Les consignes —
[1] Indiquez si chaque affirmation ci-dessous est conforme à l'extrait sur les bibliothèques scolaires. Répondez par oui ou par non, puis citez tels quels les mots de l'extrait qui tranchent.
(a) L'innovation des bibliothèques scolaires centrales est menée depuis quatre ans dans l'enseignement fondamental communal de l'entité de Charleroi.
(b) Dans l'entité de Charleroi, la plupart des bibliothèques publiques sont facilement accessibles aux élèves pendant le temps scolaire.
(c) Les élèves ne prennent aucune part à la gestion de leur bibliothèque.
[2] Reprenez l'extrait sur les bibliothèques scolaires après sa dernière phrase et poursuivez-le.

Extrait choisi —
■ ■ ■ ■ ■

Les bibliothèques
scolaires: infrastructure bibliothéconomique et environnement
pédagogique
Robert BOTTE
Licencié en Sciences psycho-
pédagogiques UEM
Agrégé de l'enseignement secondaire supérieur (UEM)
Bibliothécaire gradué
Instituteur
La note que
je propose dans le cadre de la préparation du Congrès organisé par
l'Institut Jules Destrée se rapporte à l'innovation "bibliothèques
scolaires centrales" qui est menée depuis quatre ans dans
l'enseignement fondamental communal de l'entité de Charleroi.
Le compte rendu d'une
telle entreprise s'inscrit dans le thème de réflexion annoncé dans la mesure où
l'implantation précoce de bibliothèques scolaires centrales contribue à préparer
au mieux l'intégration harmonieuse des élèves d'aujourd'hui dans "la société
wallonne de l'an 2000".
Pourquoi implanter des
bibliothèques scolaires alors qu'il existe des bibliothèques publiques?
D'une part, parce que,
dans l'entité de Charleroi, la majorité de ces bibliothèques publiques sont très
difficilement accessibles aux élèves pendant le temps scolaire. D'autre part,
parce que les bibliothèques scolaires préparent psychologiquement et
techniquement les enfants à fréquenter les bibliothèques. En effet, les élèves
se sentent progressivement impliqués dans la gestion de leur bibliothèque. De
plus ils se rendent naturellement compte que cette dernière, quelle que soit
l'importance de sa collection, a des limites auxquelles on pallie en sollicitant
les bibliothèques publiques.

■ ■ ■ ■ ■

Entrées d'étiquetage de la position des objets —

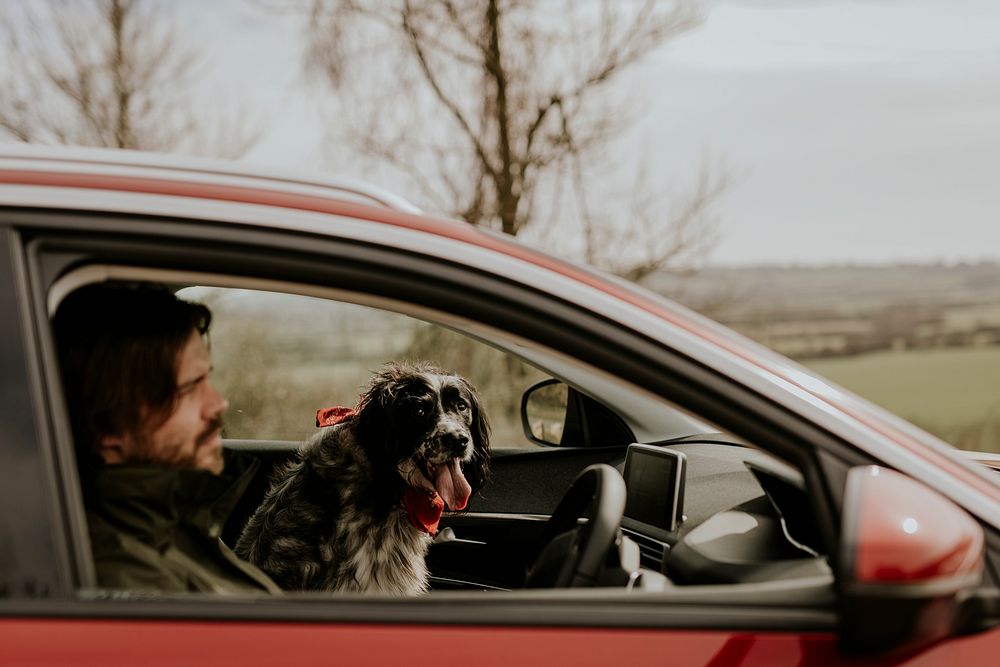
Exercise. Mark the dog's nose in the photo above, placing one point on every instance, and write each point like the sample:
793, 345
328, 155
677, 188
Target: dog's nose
455, 440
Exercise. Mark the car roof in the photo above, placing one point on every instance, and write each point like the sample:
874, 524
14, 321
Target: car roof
85, 169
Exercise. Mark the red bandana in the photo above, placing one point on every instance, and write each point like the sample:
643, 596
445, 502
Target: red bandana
424, 510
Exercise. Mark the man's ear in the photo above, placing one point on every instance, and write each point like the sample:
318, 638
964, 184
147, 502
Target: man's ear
112, 449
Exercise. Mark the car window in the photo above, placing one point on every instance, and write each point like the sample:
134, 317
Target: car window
278, 358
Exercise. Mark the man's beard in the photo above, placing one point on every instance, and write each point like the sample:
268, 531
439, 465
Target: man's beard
172, 454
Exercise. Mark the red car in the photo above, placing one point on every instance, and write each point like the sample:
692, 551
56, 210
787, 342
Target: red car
734, 508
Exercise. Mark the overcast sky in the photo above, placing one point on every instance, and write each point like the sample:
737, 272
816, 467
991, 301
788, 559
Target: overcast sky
864, 131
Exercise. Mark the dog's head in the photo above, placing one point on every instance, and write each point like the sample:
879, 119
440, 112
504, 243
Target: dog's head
428, 427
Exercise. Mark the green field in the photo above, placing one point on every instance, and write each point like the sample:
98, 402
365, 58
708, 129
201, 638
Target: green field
953, 393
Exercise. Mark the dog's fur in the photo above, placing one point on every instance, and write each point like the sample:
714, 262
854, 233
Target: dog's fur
335, 520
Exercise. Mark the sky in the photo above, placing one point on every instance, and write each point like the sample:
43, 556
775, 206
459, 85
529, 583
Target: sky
860, 131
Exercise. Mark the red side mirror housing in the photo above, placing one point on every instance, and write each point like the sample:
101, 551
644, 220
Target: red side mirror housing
907, 554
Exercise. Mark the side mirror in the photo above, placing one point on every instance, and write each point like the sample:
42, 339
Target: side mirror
908, 557
555, 414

■ ■ ■ ■ ■

Problèmes résolus —
[1]
(a) Oui : « menée depuis quatre ans dans l'enseignement fondamental communal de l'entité de Charleroi ».
(b) Non : « la majorité de ces bibliothèques publiques sont très difficilement accessibles aux élèves pendant le temps scolaire ».
(c) Non : « les élèves se sentent progressivement impliqués dans la gestion de leur bibliothèque ».

[2]
Pourquoi organiser les
bibliothèques scolaires centrales alors qu'il existe des bibliothèques de
classes? Parce que la bibliothèque centrale présente sur la bibliothèque de
classe trois avantages non négligeables:
-
d'abord, sa
collection est importante et variée: elle répond mieux aux demandes des
élèves et permet de mener de véritables recherches documentaires;
-
elle oblige enfin les
élèves à effectuer un déplacement de leur classe vers ce local spécifique et
un tel déplacement constitue la première étape d'un déplacement vers la
bibliothèque publique locale.
Dans cette optique, il
importe que l'organisation des bibliothèques scolaires soit calquée sur celle
des bibliothèques publiques. Ainsi, nos élèves, qui sont habitués à fréquenter
une bibliothèque scolaire organisée sur le même modèle que les bibliothèques
publiques, passeront, pensons-nous, plus facilement en bibliothèques publiques
et les exploiteront d'une manière davantage optimale et autonome.
La note comprend deux
parties. La première partie concerne l'"infrastructure bibliothéconomique" que
nous installons dans les écoles. La seconde partie, de loin la plus importante,
présente l'"environnement pédagogique" vers lequel les écoles doivent tendre de
manière à ce que l'"infrastructure bibliothéconomique" installée ait quelques
chances de se transformer en véritables bibliothèques et surtout en
bibliothèques qu'on utilise vraiment.

1. Infrastructure
bibliothéconomique
Le fonds de livres qui
est rassemblé dans un local spécifique, il convient :
-
de l'organiser,
-
de l'accroître en
qualité,
-
de le mettre à la
disposition des élèves,
-
de l'étoffer par des
productions d'enfants et des écrits de la vie quotidienne.
C'est pourquoi
l'"infrastructure bibliothéconomique" mise en place au bénéfice des écoles de
l'entité comprend quatre secteurs d'activité en étroite inter-relation.
1.1. Schéma
d'organisation et de gestion s'inspirant de celles des bibliothèques publiques.
Exposé dans un "guide" à
l'usage des maîtres, le schéma d'organisation et de gestion est uniforme au
niveau de l'entité.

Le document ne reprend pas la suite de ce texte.